Estratto del testo>
Per l’enciclopedia Treccani è “l’insieme delle attività e delle tecniche relative alla compilazione, redazione, pubblicazione e diffusione di notizie tramite giornali quotidiani o periodici”. Questa definizione è tuttavia riduttiva: i giornalisti trattano notizie tanto quanto informazioni, analisi e idee, che esprimono generalmente su giornali, radio e TV. Con la nascita del Web (1991) è diventata addirittura obsoleta: ignora infatti le testate giornalistiche online, trascurando che ogni quotidiano “storico” ha ormai la sua versione su web talvolta più seguita del corrispettivo su carta, tanto che al conseguente calo di lettori che questa trasformazione ha comportato alcuni giornali sono ricorsi alla diversificazione della loro attività. Per fare un esempio concreto, Il Fatto Quotidiano, a otto anni dalla sua fondazione (2009) ha lanciato Loft, una piattaforma televisiva digitale di approfondimento, dopo aver aperto una frequentata piattaforma blog.

Voci elencate in un dataset:
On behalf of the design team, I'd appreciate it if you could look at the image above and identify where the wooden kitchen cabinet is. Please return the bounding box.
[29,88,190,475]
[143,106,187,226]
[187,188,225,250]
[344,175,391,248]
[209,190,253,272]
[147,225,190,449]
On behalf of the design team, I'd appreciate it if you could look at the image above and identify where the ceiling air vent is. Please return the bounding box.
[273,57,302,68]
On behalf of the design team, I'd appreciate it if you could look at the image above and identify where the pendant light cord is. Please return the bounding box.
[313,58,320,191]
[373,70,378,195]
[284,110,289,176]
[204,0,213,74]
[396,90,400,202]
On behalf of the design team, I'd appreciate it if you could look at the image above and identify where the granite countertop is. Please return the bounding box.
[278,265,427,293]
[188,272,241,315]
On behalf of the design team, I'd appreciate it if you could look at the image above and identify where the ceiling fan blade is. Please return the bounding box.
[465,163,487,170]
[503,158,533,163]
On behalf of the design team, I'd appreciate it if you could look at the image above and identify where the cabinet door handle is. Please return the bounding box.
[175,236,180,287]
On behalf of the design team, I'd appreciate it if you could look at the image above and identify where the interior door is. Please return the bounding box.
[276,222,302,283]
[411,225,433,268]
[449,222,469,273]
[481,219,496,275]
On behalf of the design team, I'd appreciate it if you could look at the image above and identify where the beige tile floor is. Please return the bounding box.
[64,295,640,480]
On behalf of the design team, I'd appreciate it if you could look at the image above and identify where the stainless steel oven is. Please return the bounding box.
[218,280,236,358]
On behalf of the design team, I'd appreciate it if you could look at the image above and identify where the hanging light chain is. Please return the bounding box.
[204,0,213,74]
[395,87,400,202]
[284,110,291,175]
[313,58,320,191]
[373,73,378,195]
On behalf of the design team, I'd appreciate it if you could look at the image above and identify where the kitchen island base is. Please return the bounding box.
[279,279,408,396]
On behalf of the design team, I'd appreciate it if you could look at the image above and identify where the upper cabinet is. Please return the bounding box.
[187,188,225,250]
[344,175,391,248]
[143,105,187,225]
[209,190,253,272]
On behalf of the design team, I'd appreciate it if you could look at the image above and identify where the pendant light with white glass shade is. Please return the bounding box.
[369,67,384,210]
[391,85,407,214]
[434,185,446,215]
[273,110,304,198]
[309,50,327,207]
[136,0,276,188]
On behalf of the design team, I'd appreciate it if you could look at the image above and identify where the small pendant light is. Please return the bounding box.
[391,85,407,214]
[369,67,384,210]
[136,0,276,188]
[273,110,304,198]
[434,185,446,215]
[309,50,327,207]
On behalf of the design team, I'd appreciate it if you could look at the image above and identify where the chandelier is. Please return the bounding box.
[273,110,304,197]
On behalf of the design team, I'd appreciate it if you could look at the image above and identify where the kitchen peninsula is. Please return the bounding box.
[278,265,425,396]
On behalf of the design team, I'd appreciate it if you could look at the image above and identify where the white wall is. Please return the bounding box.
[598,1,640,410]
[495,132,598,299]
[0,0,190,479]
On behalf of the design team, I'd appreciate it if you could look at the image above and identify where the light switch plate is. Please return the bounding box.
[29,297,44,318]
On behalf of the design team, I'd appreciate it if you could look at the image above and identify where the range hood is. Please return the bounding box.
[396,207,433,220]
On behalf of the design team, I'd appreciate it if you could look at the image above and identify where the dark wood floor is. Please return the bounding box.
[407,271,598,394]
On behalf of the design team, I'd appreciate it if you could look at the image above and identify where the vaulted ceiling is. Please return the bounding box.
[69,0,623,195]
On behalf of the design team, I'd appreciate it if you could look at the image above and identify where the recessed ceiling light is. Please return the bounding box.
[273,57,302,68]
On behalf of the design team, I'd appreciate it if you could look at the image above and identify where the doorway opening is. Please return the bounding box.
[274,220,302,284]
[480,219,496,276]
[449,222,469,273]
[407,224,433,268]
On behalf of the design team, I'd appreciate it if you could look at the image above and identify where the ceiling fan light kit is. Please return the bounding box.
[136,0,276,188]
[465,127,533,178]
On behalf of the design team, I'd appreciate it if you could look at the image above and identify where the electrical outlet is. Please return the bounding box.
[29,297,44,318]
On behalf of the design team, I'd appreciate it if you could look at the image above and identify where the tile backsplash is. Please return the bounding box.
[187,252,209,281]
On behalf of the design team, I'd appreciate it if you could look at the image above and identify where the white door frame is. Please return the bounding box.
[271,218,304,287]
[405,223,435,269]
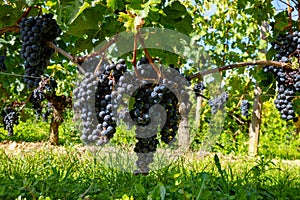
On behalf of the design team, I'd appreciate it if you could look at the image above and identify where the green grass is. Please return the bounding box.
[0,146,300,200]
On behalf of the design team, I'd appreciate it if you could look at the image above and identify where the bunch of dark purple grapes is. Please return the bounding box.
[0,56,7,72]
[194,82,205,97]
[2,107,19,136]
[208,92,229,114]
[264,31,300,121]
[19,14,61,88]
[73,59,127,146]
[241,100,250,117]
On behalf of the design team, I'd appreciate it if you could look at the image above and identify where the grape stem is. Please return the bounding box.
[131,34,141,79]
[190,60,292,79]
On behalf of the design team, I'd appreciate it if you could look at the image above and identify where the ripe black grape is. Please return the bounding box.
[194,82,205,97]
[241,100,250,117]
[264,31,300,121]
[2,107,19,136]
[0,56,7,72]
[19,14,61,88]
[208,92,228,114]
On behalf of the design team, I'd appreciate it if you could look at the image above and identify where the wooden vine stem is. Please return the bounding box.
[190,60,292,79]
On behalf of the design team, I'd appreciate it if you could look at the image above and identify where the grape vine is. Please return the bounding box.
[19,14,61,88]
[264,31,300,121]
[0,56,7,72]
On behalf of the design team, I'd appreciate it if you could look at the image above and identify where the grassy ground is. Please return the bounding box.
[0,143,300,200]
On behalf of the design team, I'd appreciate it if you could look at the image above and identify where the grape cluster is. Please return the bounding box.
[208,92,228,114]
[112,58,191,174]
[42,102,52,122]
[73,72,100,144]
[274,85,295,120]
[29,88,45,119]
[194,82,205,97]
[19,14,61,88]
[2,107,19,136]
[264,31,300,120]
[74,59,127,145]
[241,100,250,117]
[0,56,7,72]
[95,59,127,145]
[73,58,191,173]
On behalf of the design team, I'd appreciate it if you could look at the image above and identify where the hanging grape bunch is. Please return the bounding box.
[19,14,61,88]
[264,31,300,120]
[0,56,7,72]
[241,100,250,117]
[2,107,19,136]
[194,82,205,97]
[74,59,127,145]
[208,92,228,114]
[112,58,191,174]
[73,55,191,173]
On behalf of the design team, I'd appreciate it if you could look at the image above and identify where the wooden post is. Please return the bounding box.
[248,83,262,156]
[196,96,203,130]
[46,95,72,145]
[178,103,191,150]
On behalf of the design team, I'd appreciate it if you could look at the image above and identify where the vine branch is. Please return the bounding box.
[190,60,292,79]
[137,32,163,79]
[0,7,32,36]
[48,42,85,74]
[76,35,119,62]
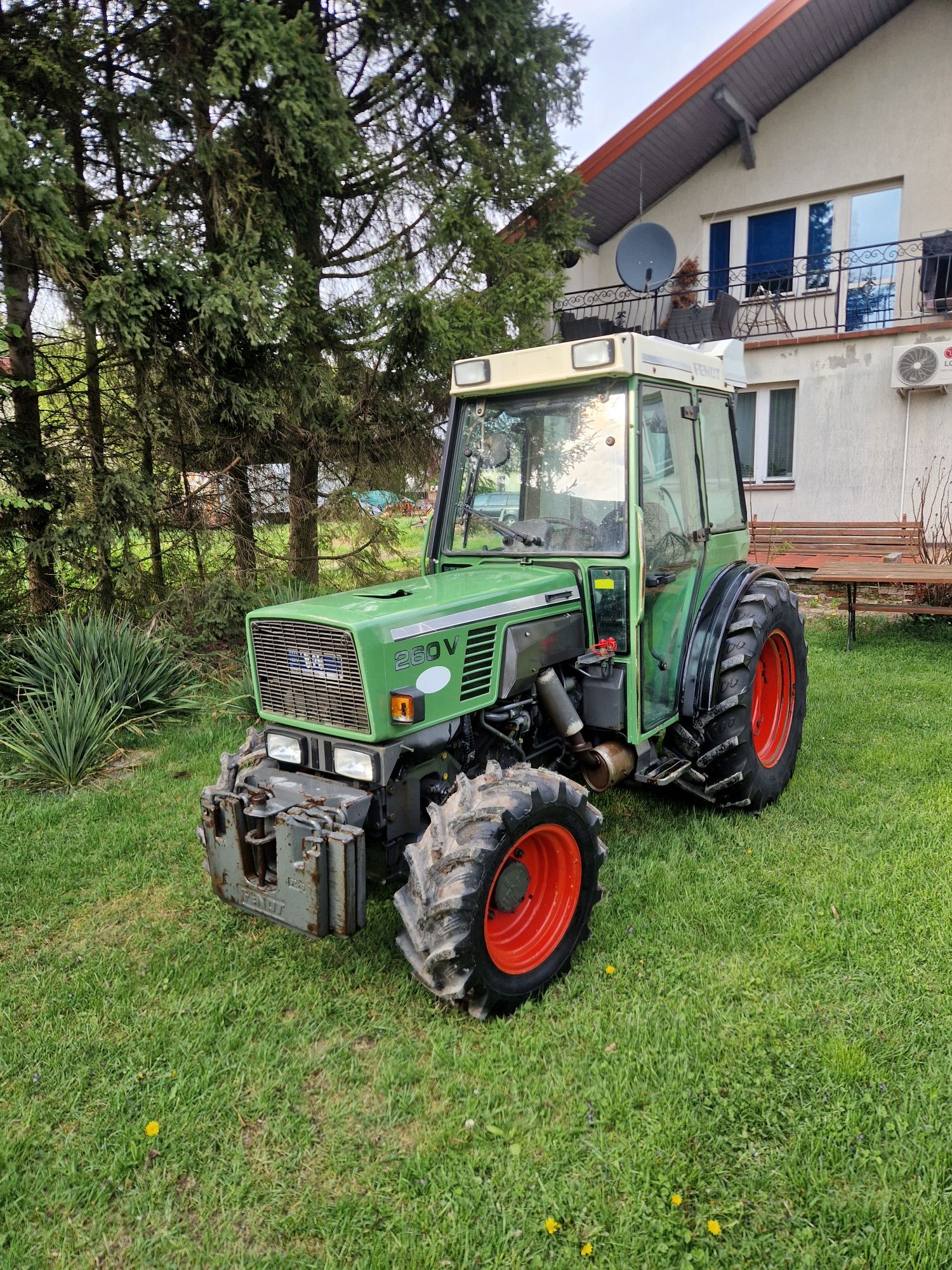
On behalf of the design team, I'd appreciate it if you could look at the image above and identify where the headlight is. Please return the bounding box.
[264,732,301,763]
[334,745,373,781]
[453,358,489,389]
[572,339,614,371]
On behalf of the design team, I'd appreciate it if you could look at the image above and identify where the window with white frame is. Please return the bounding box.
[706,185,902,300]
[734,384,797,485]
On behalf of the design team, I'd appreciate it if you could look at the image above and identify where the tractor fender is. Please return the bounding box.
[678,561,784,719]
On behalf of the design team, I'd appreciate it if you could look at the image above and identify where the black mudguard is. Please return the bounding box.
[678,561,784,719]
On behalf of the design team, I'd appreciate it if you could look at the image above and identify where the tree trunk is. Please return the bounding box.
[228,464,255,582]
[288,450,319,585]
[0,211,57,617]
[83,321,116,612]
[142,432,165,599]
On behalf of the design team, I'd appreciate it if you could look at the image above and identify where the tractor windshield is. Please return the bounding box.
[446,380,627,556]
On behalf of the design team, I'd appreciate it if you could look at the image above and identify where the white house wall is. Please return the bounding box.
[565,0,952,521]
[746,334,952,521]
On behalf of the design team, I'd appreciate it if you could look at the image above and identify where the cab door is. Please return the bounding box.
[638,384,707,733]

Compiti da svolgere>
**1)** Secondo il testo sul giornalismo, quale piattaforma ha lanciato Il Fatto Quotidiano a otto anni dalla sua fondazione?
**2)** Riscrivi in forma di elenco puntato il paragrafo del testo sul giornalismo che comincia con "Per l’enciclopedia Treccani è", conservandone i fatti principali.

Risposte in ordine>
**1)** Loft, una piattaforma televisiva digitale di approfondimento.

**2)**
- Definizione Treccani: insieme delle attività e tecniche di compilazione, redazione, pubblicazione e diffusione di notizie tramite quotidiani o periodici.
- La definizione è riduttiva: i giornalisti trattano anche informazioni, analisi e idee, di solito su giornali, radio e TV.
- Con la nascita del Web (1991) è diventata obsoleta, perché ignora le testate online. Ogni quotidiano "storico" ha ormai una versione web, talvolta più seguita di quella cartacea.
- Per il conseguente calo di lettori, alcuni giornali hanno diversificato l'attività.
- Esempio: Il Fatto Quotidiano (fondato nel 2009) ha aperto una frequentata piattaforma blog e, otto anni dopo la fondazione, ha lanciato Loft, una piattaforma televisiva digitale di approfondimento.